═══ Brano estratto ═══

Impossibile non approfittare del fatto che siamo in anno bisestile per non parlare di un santo che viene festeggiato il 29 febbraio, una data che cade ogni quattro anni! La Chiesa non fa mancare nel suo calendario liturgico dei santi anche per questo giorno che ricorre solo periodicamente. Vediamo dunque chi si festeggia oggi: un santo francese, un missionario in Cina, un grande Paese dove la Chiesa ha vissuto una storia dolorosa e gloriosa. La storia dell’evangelizzazione della Cina è costellata da innumerevoli martiri, missionari europei, clero locale, catechisti cinesi, fedeli convertiti, che donarono la loro vita, durante le ricorrenti persecuzioni, fin dall’arrivo dei primi evangelizzatori, che si alternarono a periodi di pace e di proficua missione, scatenate o sobillate da bonzi invidiosi, fanatici “boxer”, crudeli mandarini e imperatori, soldataglia avida di sangue e saccheggi.

═══ Voci mostrate ═══

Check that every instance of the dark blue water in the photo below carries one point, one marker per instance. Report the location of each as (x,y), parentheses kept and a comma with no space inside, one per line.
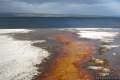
(48,22)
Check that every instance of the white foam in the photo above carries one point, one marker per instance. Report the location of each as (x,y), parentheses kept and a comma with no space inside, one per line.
(17,58)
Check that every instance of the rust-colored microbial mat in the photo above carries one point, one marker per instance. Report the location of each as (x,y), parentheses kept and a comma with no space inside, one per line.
(67,65)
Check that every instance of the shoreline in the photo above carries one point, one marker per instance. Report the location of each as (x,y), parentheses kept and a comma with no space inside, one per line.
(40,38)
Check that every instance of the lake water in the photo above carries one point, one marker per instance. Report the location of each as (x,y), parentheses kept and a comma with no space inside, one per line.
(48,22)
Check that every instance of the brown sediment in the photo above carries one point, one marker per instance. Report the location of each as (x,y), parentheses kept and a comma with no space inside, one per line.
(67,65)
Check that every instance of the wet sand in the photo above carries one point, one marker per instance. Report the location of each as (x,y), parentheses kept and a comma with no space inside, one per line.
(70,56)
(67,64)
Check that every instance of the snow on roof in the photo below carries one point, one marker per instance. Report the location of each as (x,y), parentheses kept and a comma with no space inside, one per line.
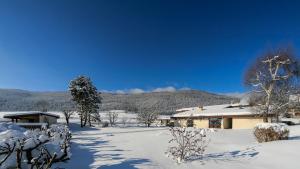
(164,117)
(24,113)
(217,110)
(188,109)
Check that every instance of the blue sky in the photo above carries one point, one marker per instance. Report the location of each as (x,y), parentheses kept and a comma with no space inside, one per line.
(123,45)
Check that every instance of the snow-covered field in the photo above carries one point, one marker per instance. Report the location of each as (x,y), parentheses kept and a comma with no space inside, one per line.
(131,148)
(140,147)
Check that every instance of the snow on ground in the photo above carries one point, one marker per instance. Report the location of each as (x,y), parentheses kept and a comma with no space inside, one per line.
(139,147)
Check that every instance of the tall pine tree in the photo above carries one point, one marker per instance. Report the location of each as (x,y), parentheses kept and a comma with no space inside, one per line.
(86,97)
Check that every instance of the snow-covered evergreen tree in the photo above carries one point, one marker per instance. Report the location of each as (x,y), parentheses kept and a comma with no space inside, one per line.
(86,97)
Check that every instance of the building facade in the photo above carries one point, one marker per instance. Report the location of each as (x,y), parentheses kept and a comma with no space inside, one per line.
(219,116)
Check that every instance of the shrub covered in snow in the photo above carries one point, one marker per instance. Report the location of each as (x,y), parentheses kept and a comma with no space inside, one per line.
(265,132)
(35,149)
(187,143)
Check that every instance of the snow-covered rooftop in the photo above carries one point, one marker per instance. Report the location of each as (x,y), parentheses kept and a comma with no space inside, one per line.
(26,113)
(164,117)
(218,110)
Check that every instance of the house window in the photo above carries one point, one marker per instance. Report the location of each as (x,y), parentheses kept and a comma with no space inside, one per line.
(190,123)
(215,122)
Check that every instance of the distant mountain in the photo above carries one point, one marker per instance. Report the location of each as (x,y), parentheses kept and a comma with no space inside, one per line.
(164,102)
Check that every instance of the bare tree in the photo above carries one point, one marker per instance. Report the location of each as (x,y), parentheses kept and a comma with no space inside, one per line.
(189,143)
(68,114)
(271,79)
(124,120)
(148,115)
(112,117)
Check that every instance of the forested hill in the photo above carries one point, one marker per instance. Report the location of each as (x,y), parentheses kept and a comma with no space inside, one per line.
(164,102)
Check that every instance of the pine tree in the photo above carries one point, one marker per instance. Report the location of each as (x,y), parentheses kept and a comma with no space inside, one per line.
(86,97)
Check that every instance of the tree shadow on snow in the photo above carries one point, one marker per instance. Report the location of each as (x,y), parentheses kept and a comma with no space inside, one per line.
(294,138)
(127,164)
(228,156)
(76,127)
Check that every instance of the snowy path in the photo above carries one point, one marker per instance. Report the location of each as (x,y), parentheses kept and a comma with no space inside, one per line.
(134,148)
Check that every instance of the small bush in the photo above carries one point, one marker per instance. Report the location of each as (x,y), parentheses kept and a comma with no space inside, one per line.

═══

### Compiti richiesti
• a. Nel brano sul santo del 29 febbraio, riporta tutto ciò che va da "Impossibile non approfittare" giù fino a "sangue e saccheggi.", cambiando "Cina" in "Corea".
• b. Rispondi alle seguenti domande sul brano sul santo del 29 febbraio:
(i) Ogni quanti anni cade la data del 29 febbraio?
(ii) Di quale nazionalità è il santo festeggiato in questo giorno?
(iii) In quale Paese ha svolto la sua missione?

### Risultati dell'esercizio
• a.
Impossibile non approfittare del fatto che siamo in anno bisestile per non parlare di un santo che viene festeggiato il 29 febbraio, una data che cade ogni quattro anni! La Chiesa non fa mancare nel suo calendario liturgico dei santi anche per questo giorno che ricorre solo periodicamente. Vediamo dunque chi si festeggia oggi: un santo francese, un missionario in Corea, un grande Paese dove la Chiesa ha vissuto una storia dolorosa e gloriosa. La storia dell’evangelizzazione della Corea è costellata da innumerevoli martiri, missionari europei, clero locale, catechisti cinesi, fedeli convertiti, che donarono la loro vita, durante le ricorrenti persecuzioni, fin dall’arrivo dei primi evangelizzatori, che si alternarono a periodi di pace e di proficua missione, scatenate o sobillate da bonzi invidiosi, fanatici “boxer”, crudeli mandarini e imperatori, soldataglia avida di sangue e saccheggi.

• b.
(i) Ogni quattro anni.
(ii) Francese.
(iii) In Cina.